## SUPPLIED INFORMATION
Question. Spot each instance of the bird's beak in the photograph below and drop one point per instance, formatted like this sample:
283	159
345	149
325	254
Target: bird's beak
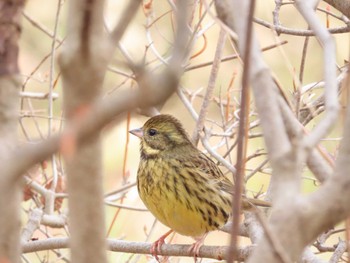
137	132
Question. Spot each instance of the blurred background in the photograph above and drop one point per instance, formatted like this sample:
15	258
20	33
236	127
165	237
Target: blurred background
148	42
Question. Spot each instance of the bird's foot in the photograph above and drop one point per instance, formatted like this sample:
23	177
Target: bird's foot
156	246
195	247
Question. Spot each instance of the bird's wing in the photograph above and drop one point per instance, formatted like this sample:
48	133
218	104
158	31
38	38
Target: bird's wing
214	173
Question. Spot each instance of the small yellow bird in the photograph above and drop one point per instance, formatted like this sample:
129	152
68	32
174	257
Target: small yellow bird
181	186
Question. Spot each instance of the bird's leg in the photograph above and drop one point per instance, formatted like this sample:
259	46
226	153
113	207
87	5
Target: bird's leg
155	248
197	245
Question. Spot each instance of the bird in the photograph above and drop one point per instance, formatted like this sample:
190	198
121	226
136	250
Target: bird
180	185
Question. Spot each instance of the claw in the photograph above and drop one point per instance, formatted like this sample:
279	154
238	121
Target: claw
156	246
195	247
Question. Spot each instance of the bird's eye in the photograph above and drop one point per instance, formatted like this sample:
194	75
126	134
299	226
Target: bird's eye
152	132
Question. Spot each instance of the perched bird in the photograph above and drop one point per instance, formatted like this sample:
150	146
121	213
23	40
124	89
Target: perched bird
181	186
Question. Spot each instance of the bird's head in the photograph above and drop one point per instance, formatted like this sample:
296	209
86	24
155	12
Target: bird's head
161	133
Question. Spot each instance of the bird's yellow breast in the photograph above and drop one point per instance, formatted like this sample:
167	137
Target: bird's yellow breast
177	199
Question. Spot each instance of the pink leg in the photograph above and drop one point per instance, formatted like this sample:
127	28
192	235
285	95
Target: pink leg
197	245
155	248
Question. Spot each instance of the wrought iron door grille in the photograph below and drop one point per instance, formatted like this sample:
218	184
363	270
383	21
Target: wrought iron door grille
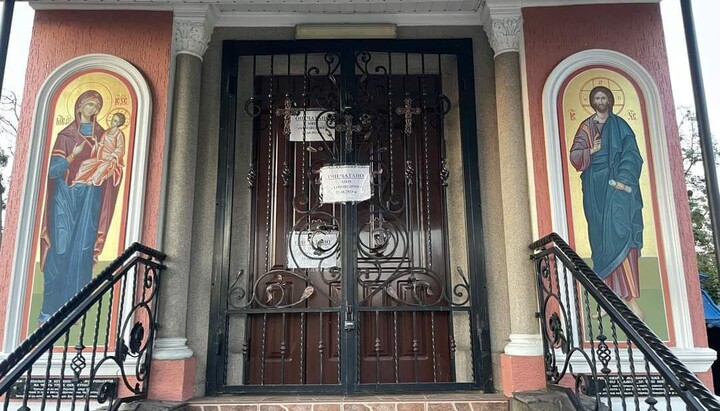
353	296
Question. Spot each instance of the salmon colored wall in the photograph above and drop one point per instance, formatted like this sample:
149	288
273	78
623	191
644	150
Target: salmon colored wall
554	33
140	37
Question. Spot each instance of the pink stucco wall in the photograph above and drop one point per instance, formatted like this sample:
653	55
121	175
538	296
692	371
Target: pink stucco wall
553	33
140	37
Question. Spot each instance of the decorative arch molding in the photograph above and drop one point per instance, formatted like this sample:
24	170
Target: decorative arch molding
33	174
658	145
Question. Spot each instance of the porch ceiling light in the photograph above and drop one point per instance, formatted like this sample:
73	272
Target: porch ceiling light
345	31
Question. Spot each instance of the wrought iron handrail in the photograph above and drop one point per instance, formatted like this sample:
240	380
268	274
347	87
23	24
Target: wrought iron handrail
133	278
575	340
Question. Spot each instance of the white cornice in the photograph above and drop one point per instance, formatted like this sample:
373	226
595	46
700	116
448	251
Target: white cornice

## TASK STATEMENT
The word "cornice" appears on some lines of the data above; count those lines and give only the total.

## PROBLEM SOLUTION
2